▶ Materials provided:
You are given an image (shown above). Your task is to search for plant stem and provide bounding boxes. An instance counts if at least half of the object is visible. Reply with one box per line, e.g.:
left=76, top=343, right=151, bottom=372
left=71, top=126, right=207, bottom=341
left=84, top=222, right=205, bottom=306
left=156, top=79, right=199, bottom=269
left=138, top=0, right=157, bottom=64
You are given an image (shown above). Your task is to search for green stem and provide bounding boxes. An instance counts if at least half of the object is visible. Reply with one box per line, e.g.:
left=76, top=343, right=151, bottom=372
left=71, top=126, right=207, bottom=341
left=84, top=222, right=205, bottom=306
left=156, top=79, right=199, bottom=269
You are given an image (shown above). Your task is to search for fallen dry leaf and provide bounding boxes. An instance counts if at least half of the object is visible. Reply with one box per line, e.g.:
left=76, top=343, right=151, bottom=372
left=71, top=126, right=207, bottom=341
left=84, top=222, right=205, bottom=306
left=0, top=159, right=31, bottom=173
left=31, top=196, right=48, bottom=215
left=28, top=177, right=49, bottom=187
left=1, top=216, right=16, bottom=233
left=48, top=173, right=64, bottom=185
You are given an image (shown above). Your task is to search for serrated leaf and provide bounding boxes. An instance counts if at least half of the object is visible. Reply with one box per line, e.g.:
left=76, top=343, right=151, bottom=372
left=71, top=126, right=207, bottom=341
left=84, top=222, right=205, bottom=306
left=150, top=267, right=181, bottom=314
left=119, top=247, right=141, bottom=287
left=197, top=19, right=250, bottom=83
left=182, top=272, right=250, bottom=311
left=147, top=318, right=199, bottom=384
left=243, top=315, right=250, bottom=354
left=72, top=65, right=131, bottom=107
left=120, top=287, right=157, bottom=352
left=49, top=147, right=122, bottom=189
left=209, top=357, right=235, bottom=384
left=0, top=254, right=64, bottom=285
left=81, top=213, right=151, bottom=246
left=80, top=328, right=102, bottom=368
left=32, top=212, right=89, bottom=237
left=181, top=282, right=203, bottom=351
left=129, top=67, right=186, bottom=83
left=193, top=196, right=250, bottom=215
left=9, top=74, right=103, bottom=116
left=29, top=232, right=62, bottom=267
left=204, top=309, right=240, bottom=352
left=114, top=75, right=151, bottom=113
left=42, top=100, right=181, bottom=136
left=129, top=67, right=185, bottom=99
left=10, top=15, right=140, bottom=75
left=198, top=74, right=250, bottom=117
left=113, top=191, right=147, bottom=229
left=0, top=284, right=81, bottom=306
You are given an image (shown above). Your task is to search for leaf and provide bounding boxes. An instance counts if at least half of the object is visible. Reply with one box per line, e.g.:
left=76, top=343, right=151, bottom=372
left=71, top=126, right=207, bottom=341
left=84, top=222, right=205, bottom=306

* * *

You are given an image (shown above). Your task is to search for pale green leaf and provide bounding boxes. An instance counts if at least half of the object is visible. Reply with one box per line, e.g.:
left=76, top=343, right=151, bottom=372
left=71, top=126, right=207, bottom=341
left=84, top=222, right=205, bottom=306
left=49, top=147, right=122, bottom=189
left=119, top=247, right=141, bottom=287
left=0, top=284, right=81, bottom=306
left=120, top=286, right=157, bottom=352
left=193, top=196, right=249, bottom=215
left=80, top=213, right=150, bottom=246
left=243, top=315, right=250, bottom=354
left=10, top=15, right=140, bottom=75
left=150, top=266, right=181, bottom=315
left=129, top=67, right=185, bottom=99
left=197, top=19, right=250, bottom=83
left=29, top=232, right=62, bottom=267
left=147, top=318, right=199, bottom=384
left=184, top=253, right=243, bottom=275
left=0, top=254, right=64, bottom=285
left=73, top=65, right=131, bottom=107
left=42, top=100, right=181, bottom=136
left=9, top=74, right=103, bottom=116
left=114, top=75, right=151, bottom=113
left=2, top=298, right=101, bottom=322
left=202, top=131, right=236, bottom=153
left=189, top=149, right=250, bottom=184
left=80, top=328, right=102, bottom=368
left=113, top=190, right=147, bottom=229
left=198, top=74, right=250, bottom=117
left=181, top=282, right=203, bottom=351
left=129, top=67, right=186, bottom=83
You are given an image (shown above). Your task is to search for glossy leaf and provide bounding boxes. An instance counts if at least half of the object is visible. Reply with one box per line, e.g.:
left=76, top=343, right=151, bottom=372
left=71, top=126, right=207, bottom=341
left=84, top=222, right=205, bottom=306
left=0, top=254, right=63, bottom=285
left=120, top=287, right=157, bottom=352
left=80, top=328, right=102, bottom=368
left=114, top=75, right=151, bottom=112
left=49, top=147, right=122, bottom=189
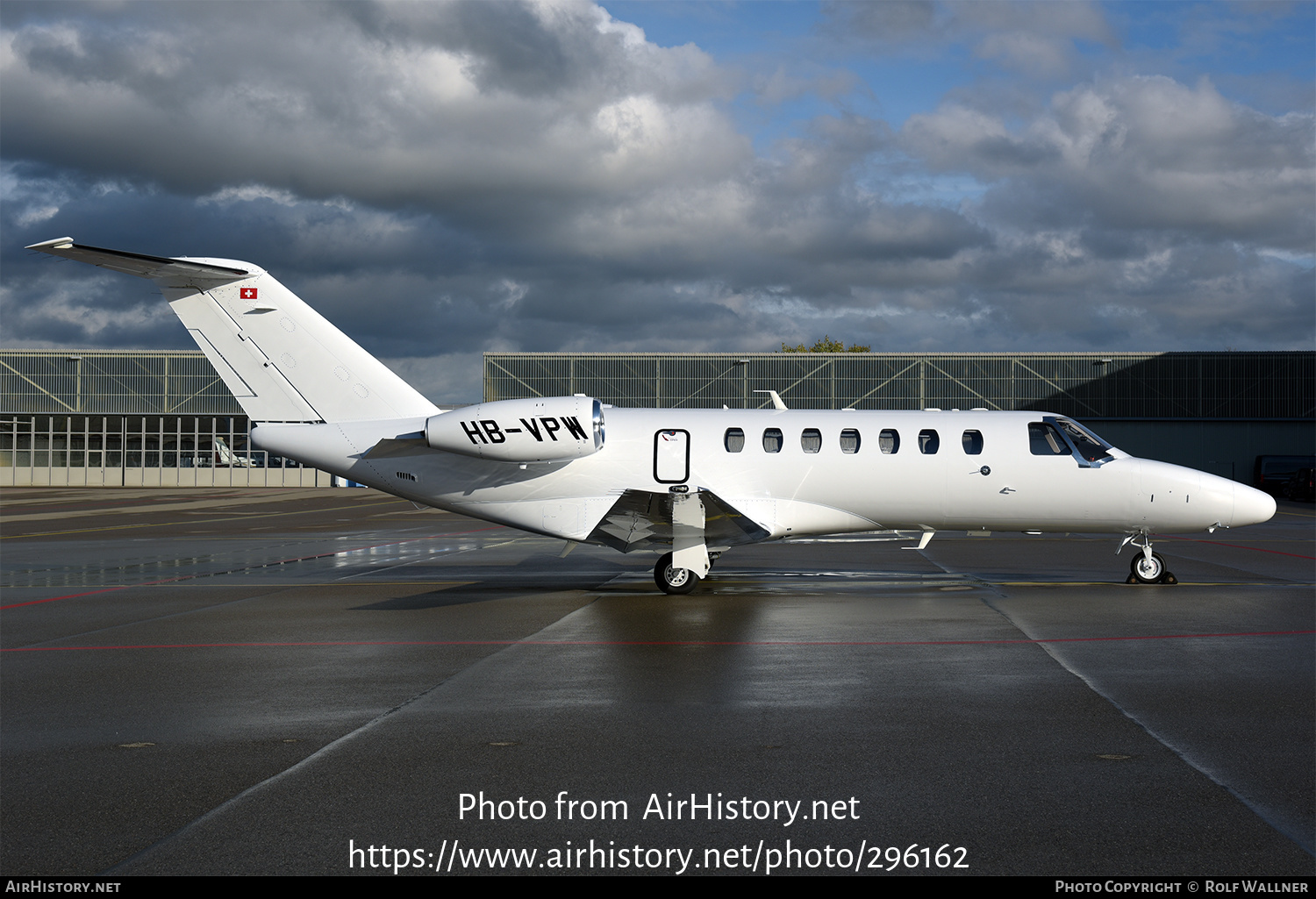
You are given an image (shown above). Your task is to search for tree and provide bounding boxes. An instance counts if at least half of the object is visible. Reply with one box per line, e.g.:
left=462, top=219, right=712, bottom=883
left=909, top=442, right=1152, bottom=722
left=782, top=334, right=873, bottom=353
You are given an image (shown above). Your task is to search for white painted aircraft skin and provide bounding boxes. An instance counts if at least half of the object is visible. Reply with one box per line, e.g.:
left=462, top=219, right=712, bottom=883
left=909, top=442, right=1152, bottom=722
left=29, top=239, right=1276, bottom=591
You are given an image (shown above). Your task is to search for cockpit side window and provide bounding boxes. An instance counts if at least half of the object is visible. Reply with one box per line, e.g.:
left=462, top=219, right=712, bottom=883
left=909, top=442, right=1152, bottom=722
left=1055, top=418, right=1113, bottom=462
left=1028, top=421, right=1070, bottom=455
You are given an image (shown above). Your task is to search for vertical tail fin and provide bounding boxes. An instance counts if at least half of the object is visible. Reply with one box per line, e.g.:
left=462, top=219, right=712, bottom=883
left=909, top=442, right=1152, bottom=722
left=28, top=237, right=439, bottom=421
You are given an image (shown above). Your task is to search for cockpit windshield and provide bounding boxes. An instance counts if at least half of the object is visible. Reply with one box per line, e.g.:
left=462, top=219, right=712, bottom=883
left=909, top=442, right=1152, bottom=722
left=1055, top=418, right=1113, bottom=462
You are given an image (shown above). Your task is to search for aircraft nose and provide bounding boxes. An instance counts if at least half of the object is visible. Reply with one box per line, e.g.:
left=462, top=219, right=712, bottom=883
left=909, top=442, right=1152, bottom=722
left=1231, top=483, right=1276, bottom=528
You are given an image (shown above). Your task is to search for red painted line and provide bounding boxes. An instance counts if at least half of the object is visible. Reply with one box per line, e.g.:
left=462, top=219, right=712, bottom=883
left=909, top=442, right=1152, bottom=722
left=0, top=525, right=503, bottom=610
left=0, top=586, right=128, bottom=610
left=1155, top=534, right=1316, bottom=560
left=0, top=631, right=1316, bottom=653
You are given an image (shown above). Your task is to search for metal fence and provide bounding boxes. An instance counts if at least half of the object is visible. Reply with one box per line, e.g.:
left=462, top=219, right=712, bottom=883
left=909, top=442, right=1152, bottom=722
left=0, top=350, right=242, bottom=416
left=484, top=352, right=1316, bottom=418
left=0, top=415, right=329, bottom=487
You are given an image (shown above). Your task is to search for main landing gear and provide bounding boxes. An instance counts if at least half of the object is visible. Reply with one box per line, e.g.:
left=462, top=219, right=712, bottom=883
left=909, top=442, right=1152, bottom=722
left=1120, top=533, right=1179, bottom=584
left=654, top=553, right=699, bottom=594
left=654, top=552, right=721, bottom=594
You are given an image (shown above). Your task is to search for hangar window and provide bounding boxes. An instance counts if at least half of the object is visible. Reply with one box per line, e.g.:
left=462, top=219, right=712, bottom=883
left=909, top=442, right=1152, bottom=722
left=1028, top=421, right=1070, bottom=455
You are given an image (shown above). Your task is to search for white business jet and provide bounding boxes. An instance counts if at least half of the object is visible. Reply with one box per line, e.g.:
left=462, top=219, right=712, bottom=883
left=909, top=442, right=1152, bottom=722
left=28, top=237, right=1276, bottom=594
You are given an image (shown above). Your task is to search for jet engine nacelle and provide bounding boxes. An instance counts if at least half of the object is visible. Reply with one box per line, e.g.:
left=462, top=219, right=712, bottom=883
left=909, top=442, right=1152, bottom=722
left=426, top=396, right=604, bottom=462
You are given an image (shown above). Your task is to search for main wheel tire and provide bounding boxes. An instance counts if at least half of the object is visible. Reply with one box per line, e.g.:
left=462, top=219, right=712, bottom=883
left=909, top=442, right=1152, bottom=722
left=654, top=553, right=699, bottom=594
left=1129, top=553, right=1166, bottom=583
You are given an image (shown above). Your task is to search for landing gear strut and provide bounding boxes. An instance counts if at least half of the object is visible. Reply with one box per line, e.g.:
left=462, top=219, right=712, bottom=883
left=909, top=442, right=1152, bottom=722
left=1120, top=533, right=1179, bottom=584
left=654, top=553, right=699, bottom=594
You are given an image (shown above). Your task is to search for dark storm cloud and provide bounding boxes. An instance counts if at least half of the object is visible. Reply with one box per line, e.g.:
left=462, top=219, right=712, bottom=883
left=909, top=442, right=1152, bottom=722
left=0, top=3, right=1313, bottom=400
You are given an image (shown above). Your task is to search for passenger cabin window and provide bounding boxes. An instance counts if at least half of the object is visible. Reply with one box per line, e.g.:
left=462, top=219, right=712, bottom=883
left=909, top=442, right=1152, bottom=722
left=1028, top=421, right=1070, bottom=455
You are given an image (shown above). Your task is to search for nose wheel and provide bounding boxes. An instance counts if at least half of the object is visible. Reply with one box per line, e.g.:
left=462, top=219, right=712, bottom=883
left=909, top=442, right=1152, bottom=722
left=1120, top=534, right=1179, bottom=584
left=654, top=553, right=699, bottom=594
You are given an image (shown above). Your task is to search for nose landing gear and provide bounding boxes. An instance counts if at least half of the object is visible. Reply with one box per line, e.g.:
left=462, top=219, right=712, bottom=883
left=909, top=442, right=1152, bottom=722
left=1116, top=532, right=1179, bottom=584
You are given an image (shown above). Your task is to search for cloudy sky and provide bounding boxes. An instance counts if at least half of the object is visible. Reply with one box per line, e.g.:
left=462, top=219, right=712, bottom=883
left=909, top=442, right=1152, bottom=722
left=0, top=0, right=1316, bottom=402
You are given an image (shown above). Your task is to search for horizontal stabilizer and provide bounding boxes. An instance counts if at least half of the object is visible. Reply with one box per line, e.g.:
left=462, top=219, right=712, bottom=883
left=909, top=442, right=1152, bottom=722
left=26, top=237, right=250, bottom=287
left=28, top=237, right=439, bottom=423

--

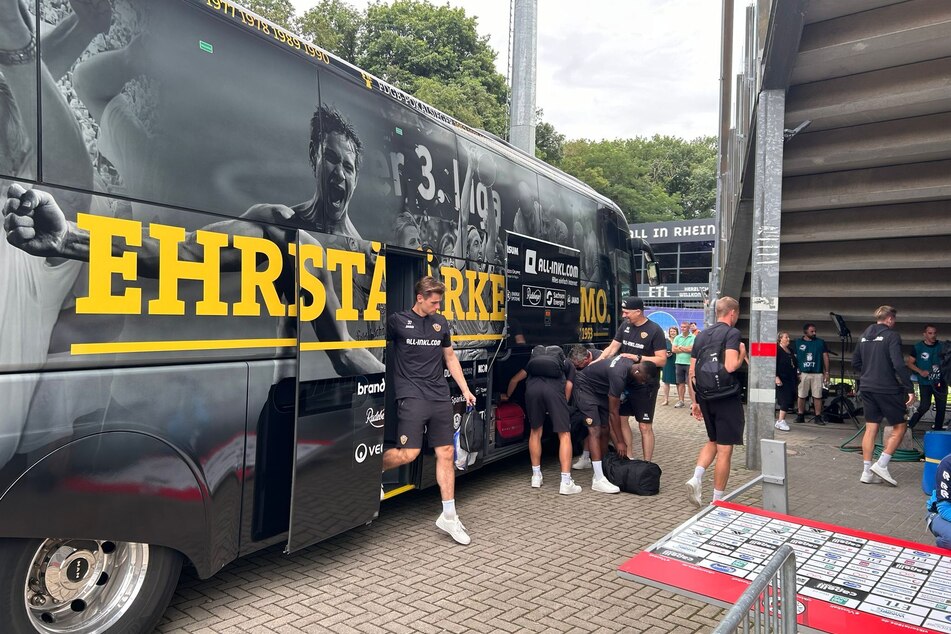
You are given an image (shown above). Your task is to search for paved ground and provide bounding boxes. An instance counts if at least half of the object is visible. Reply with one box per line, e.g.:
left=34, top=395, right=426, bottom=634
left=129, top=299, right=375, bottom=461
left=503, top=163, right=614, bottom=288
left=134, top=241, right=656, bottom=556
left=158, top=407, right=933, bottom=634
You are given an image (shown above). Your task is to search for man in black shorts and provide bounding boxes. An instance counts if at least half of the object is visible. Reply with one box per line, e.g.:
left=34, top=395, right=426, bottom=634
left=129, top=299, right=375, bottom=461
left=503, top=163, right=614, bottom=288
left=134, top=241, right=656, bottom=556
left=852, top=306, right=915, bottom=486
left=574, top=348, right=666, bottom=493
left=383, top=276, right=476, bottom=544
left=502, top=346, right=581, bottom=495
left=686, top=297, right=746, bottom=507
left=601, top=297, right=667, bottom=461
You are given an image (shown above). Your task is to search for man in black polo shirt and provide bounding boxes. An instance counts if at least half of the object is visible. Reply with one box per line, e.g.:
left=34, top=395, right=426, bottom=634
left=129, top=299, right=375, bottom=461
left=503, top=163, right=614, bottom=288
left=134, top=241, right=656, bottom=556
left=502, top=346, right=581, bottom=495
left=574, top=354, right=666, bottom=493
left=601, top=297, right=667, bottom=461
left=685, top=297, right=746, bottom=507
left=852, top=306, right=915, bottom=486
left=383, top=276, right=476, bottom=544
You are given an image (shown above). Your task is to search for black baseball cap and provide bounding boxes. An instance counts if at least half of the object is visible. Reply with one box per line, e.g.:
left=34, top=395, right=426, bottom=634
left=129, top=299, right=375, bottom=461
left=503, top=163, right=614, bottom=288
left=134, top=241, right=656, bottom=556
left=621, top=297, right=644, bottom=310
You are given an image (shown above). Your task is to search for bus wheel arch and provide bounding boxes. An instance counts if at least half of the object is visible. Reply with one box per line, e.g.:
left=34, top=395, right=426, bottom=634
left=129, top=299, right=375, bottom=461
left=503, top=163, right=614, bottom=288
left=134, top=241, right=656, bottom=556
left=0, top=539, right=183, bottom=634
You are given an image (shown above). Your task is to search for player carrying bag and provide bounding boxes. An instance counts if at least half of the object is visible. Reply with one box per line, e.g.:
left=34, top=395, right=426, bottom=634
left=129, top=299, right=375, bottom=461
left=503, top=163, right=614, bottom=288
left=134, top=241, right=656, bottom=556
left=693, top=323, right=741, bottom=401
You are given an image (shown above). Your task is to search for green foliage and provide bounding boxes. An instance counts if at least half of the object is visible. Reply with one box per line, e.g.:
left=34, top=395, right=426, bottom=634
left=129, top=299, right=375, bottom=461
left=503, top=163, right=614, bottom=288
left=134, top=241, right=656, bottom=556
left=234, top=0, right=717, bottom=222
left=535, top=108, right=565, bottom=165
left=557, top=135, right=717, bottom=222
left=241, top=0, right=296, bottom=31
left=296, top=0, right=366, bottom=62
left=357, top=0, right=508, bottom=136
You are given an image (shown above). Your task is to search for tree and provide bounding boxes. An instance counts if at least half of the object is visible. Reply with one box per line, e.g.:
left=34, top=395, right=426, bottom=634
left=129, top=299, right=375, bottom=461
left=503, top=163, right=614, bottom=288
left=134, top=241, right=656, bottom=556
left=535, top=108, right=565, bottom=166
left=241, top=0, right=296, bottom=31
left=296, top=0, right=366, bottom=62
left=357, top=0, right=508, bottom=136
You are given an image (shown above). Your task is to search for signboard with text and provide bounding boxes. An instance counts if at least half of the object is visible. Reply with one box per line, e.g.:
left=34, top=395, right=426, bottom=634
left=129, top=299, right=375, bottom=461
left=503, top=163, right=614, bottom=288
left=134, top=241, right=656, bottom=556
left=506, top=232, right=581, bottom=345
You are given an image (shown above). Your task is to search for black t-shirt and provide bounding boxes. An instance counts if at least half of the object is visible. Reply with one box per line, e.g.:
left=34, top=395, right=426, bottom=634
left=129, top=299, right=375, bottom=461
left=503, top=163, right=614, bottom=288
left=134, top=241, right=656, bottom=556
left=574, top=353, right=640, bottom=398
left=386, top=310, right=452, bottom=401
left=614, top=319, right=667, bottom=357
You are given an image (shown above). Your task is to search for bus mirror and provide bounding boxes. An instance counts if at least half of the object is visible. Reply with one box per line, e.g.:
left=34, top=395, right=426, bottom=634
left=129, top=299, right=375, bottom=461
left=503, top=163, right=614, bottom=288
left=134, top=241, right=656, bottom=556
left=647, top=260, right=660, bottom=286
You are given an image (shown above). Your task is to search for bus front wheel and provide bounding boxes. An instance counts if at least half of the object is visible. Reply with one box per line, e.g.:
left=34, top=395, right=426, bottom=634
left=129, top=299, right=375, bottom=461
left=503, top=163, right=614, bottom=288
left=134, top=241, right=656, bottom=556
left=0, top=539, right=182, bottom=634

▶ Exercise:
Duplicate the lines from the one containing "search for glossy" to the one containing "left=0, top=254, right=63, bottom=285", both included, and nothing else.

▶ Result for this exercise:
You are given an image (shown above). Your task is to search for glossy leaf and provide bounding boxes. An instance counts if at least half of the object is visible. Reply with one box per line, e.g.:
left=76, top=343, right=151, bottom=372
left=71, top=126, right=207, bottom=341
left=84, top=222, right=205, bottom=306
left=0, top=254, right=63, bottom=285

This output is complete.